◆ EXTRACT TO READ ◆
Former employees of a for-profit college with campuses across the nation filed a federal lawsuit claiming that the school defrauded federal grant and loan programs and duped the agency that approved its accreditation.

The lawsuit also claims that American InterContinental University enrolled students who couldn’t read and some who had no high school diploma to pad its numbers. And it says that the school violated federal law by rewarding recruiters based on how many students they enrolled.

The complaint was filed in federal court in Atlanta in July 2008 and unsealed by a judge last month. Atlanta attorney Joseph Wargo, who represents the former employees, says the alleged fraud amounts to more than $100 million in grant money.

The university was founded in 1970 and now has a network of campuses across the country and an online program. It was acquired in 2001 by Career Education Corp.

Company spokesman Jeff Leshay said he will not comment on the specifics of the litigation, but he said the case “is without merit” and the company intends to mount a vigorous defense.

The lawsuit was filed by four former AIU employees, including Joseph Plumley Jr., who was a vice president for academic affairs and acting president of the school’s campus in Dunwoody, Ga. and Glenn Dobson, the campus’s director of human resources.

The lawsuit contends that Southern Association of Colleges and Schools put the university on probation in 2006 and 2007 for violations including awarding incentives to recruiters and failing to ensure all students have high school diplomas or the equivalent.

But the complaint said the college continued to violate the agency’s policies, setting quotas that counselors had to meet to raise the number of enrolled students. It also said the school instructed Dobson to remove documents from counselors’ files that mentioned quotas.

When the probation was lifted, the complaint said, the university went back to many of the same practices. The school’s leaders instructed counselors that the top priority “is the quantity — not the quality — of the student,” the lawsuit said.

◆ EXTRACTED DATA ◆
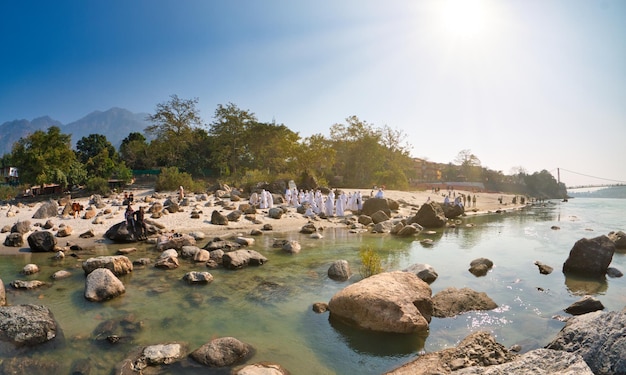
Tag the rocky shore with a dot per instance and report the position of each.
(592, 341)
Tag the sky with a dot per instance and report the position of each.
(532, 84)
--
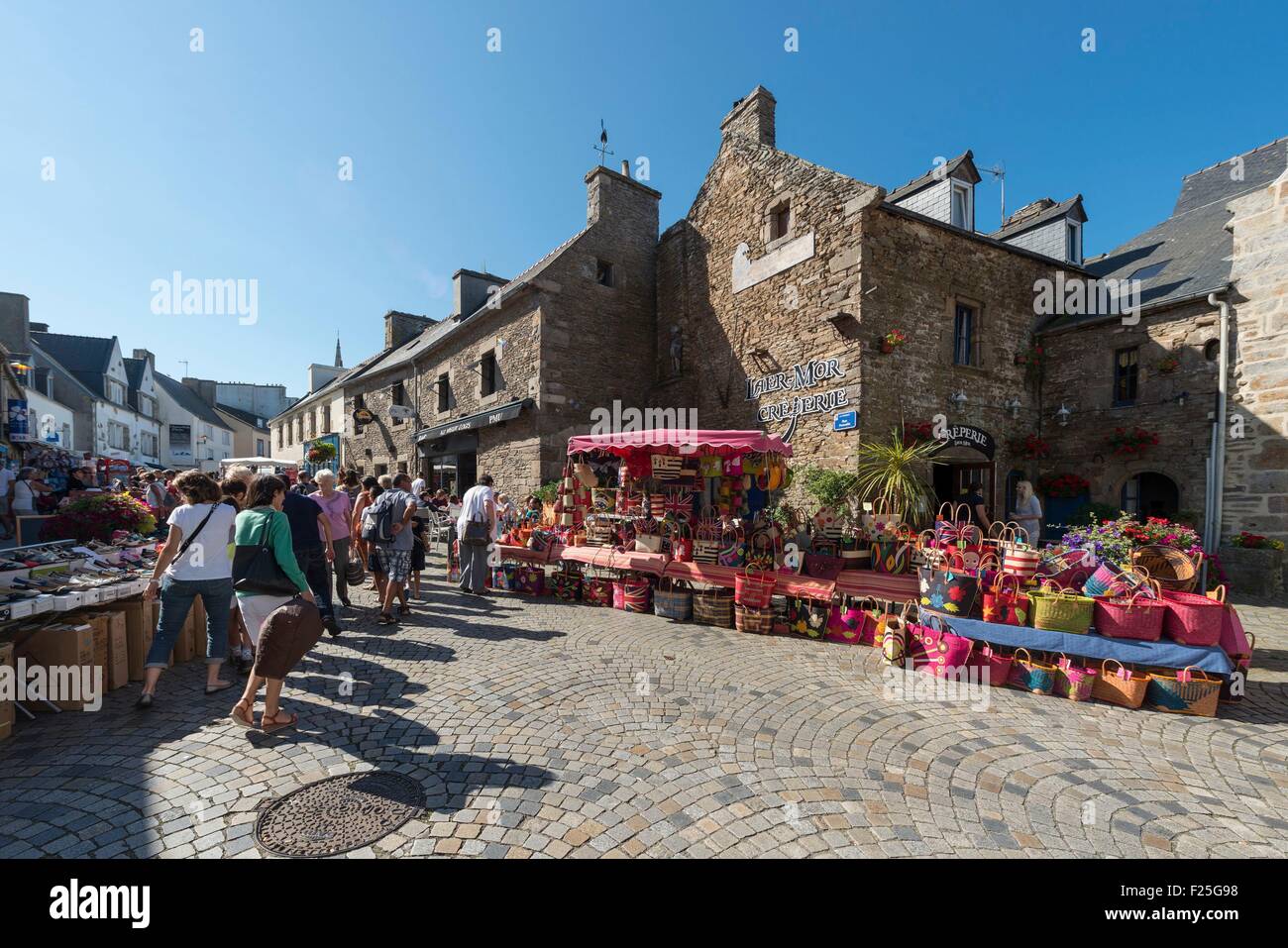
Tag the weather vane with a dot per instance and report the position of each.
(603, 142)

◆ WHAT TO DO ◆
According to the article about the lawsuit against American InterContinental University, what company acquired the university, and in what year?

◆ SOLUTION TO THIS EXERCISE ◆
Career Education Corp. acquired it in 2001.